Return only those lines of the material that contain "target".

----- Records shown -----

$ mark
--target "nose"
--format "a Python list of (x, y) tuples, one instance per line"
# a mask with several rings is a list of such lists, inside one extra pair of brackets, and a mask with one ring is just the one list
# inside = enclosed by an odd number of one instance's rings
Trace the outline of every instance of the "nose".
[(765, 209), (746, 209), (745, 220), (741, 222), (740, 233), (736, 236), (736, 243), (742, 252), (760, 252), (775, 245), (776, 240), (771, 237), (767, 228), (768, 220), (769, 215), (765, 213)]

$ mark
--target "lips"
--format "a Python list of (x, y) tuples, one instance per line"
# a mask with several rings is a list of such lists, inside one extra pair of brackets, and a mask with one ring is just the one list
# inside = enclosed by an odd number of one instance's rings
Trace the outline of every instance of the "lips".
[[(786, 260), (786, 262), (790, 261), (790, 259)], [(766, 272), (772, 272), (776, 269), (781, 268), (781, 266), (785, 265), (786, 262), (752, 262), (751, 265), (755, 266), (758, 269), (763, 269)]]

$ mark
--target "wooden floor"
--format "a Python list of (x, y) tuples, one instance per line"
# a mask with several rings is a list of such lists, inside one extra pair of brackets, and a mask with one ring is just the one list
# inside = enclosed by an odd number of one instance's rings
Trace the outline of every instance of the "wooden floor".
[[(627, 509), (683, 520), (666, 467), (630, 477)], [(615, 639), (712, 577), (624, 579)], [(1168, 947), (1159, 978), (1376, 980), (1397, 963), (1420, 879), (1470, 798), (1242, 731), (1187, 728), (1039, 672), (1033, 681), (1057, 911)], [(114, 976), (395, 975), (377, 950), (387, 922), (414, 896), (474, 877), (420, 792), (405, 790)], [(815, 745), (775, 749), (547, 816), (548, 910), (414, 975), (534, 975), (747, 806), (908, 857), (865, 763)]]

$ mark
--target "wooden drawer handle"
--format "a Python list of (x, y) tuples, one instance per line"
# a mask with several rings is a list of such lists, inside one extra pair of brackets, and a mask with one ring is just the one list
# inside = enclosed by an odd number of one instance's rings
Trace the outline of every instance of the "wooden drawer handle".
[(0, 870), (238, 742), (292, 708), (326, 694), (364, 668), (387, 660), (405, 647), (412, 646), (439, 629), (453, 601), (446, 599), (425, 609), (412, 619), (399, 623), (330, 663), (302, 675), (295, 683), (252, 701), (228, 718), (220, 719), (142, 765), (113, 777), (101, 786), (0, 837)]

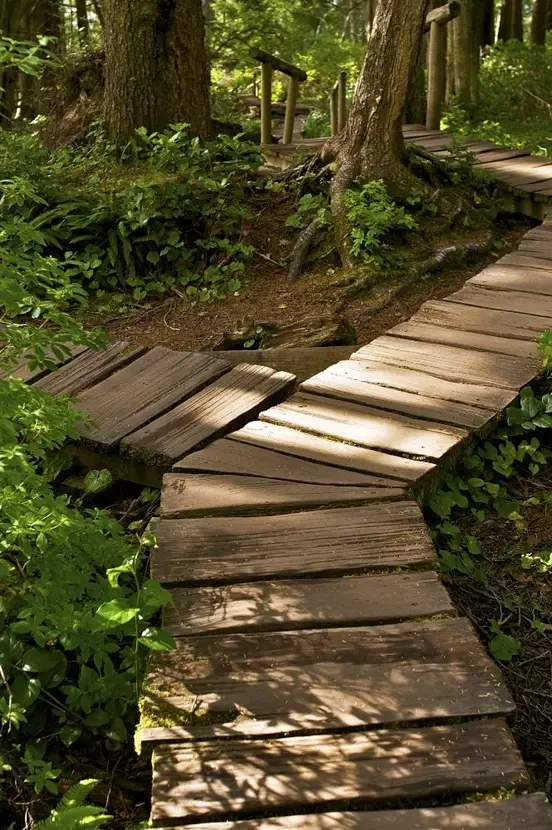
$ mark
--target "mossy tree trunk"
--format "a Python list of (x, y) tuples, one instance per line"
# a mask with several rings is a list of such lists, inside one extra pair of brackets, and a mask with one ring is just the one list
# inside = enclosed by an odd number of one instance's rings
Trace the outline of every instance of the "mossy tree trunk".
[(201, 0), (105, 0), (105, 118), (117, 145), (138, 127), (211, 134)]
[(330, 197), (336, 240), (346, 266), (352, 262), (344, 191), (359, 177), (383, 179), (392, 193), (402, 194), (416, 182), (404, 164), (402, 124), (427, 8), (428, 0), (378, 3), (347, 124), (322, 151), (323, 159), (336, 162)]
[(481, 45), (492, 46), (495, 42), (495, 0), (483, 0), (483, 29)]
[(480, 0), (462, 0), (462, 11), (450, 28), (454, 94), (459, 104), (470, 113), (479, 103), (479, 57), (483, 30)]

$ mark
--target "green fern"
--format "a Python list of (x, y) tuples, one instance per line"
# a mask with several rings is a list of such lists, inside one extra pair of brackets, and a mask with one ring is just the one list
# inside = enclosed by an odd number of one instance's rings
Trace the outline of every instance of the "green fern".
[(92, 807), (84, 800), (98, 782), (94, 778), (74, 784), (63, 796), (55, 810), (44, 821), (35, 824), (35, 830), (76, 830), (104, 827), (108, 816), (102, 807)]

-----

■ Response below
--target "nose"
--target "lips"
--target "wooden floor"
--target "wooden drawer handle"
--target "mossy tree trunk"
--target "green fern"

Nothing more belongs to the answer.